** Start **

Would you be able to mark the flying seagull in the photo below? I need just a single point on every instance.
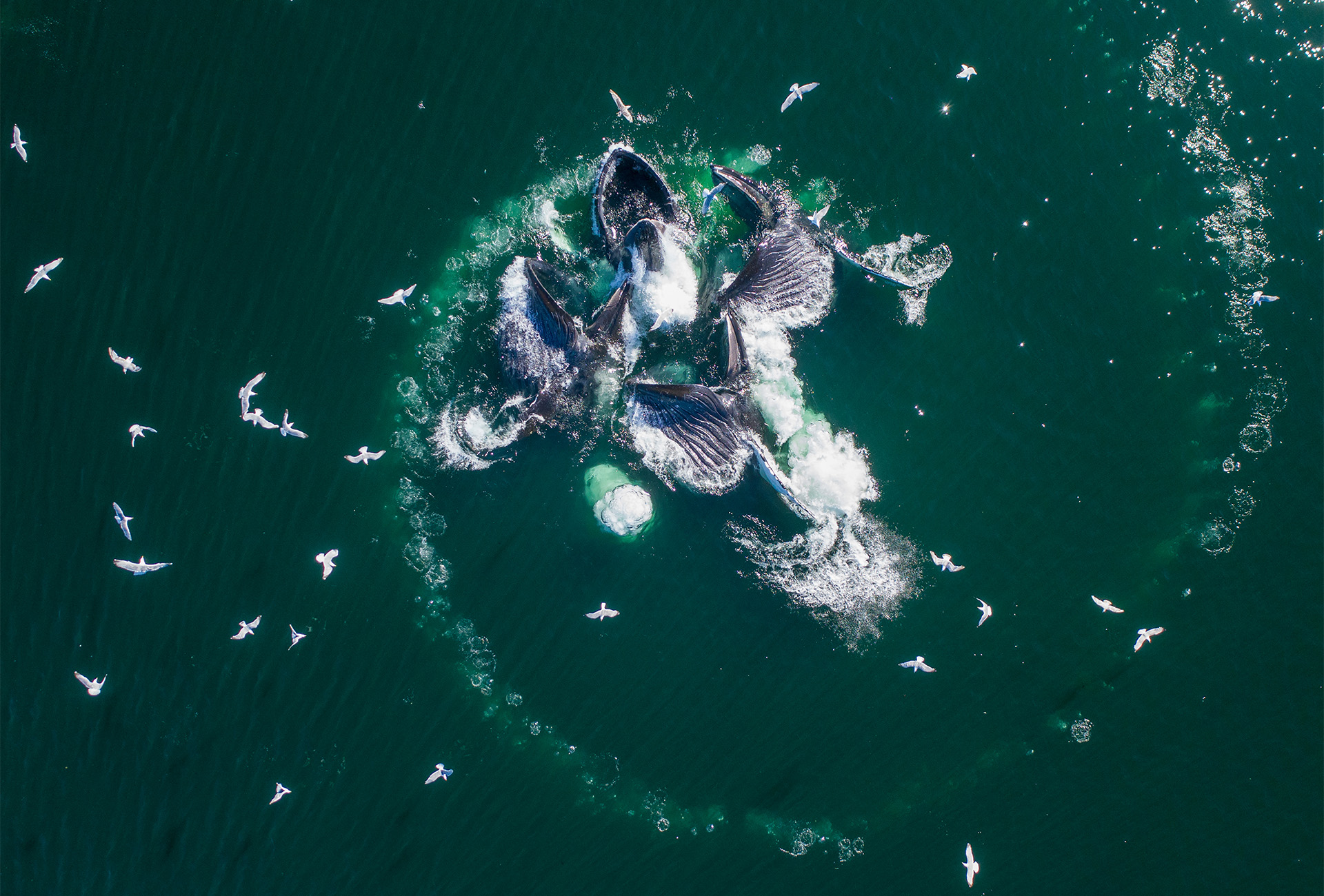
(363, 456)
(797, 93)
(141, 567)
(122, 520)
(971, 866)
(128, 363)
(94, 686)
(43, 273)
(247, 629)
(945, 562)
(247, 392)
(1145, 635)
(135, 431)
(259, 420)
(328, 562)
(621, 109)
(19, 143)
(288, 429)
(709, 195)
(397, 297)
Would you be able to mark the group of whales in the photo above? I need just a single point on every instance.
(708, 429)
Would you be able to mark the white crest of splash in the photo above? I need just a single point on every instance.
(624, 511)
(665, 298)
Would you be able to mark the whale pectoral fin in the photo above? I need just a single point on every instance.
(551, 319)
(607, 323)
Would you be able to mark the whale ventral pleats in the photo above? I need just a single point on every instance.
(629, 190)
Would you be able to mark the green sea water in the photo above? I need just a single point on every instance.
(1105, 414)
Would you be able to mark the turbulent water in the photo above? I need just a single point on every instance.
(1063, 325)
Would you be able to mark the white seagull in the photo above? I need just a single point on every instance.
(43, 273)
(397, 297)
(944, 562)
(797, 93)
(288, 429)
(708, 198)
(135, 431)
(971, 866)
(247, 391)
(363, 456)
(621, 109)
(918, 664)
(328, 562)
(122, 520)
(247, 629)
(19, 143)
(128, 363)
(93, 687)
(1145, 635)
(142, 567)
(259, 420)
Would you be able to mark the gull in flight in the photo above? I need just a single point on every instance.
(797, 93)
(971, 866)
(944, 562)
(621, 109)
(363, 456)
(328, 562)
(1145, 635)
(247, 629)
(135, 431)
(122, 520)
(918, 664)
(397, 297)
(247, 392)
(93, 686)
(259, 420)
(708, 198)
(19, 143)
(443, 772)
(142, 567)
(128, 363)
(288, 429)
(43, 273)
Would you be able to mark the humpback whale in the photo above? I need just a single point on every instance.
(629, 190)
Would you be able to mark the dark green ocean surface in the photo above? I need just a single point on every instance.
(232, 185)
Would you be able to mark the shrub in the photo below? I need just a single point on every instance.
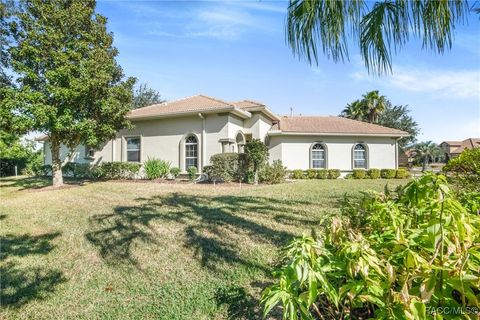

** End **

- **BRIEF**: Rewrite every item above, putting "image" in place of each occurrence of "photo" and leaving all other text as it is. Leave the pictures out.

- **SOLUTION FOR THIS PROBLEM**:
Would you be able to mark the flying seagull in the image below? I need just a single point on every instance.
(363, 456)
(797, 93)
(141, 567)
(122, 520)
(971, 866)
(128, 363)
(94, 686)
(43, 273)
(247, 629)
(945, 562)
(247, 392)
(1145, 635)
(135, 431)
(259, 420)
(328, 562)
(621, 109)
(19, 143)
(288, 429)
(709, 195)
(397, 297)
Would you be able to mark the group of whales in the image above? I need just a single point on every instance.
(708, 429)
Would you be able to mark the white crest of splash in the image above? I need just a single point on every instance.
(624, 511)
(665, 298)
Would you be able to mark the whale pectoral fin in the image above? I need just a single point on every instance.
(551, 319)
(607, 323)
Would you be able to mark the whale ventral pleats in the image above? I need just a single point on every instance.
(629, 190)
Would you be able to mark the green sea water in the image above? I need just a single point on every instance.
(1105, 414)
Would you be able to mark the turbulent water in the image above? I need just a single point on every instance.
(1063, 325)
Would you be able to mark the white seagull in the image above? I need just a single point on every instance.
(43, 273)
(397, 297)
(944, 562)
(797, 93)
(288, 429)
(708, 198)
(135, 431)
(971, 866)
(247, 391)
(363, 456)
(621, 109)
(918, 664)
(328, 562)
(122, 520)
(247, 629)
(19, 143)
(128, 363)
(93, 687)
(1145, 635)
(142, 567)
(259, 420)
Would you be able to mark the gull in flight in the image above? I need just a single point on every instance.
(797, 93)
(971, 866)
(944, 562)
(621, 109)
(363, 456)
(328, 562)
(1145, 635)
(247, 629)
(135, 431)
(122, 520)
(918, 664)
(397, 297)
(247, 392)
(93, 686)
(259, 420)
(708, 198)
(19, 143)
(443, 772)
(142, 567)
(128, 363)
(288, 429)
(43, 273)
Would you be able to mark the humpback whale in the image above? I need just a single point on every instance.
(629, 190)
Would you be able to mark the dark green ocean surface in the image above? I need just a single point on every instance.
(232, 185)
Would you be able to mark the shrub in the image below? I need just a single point on every instance.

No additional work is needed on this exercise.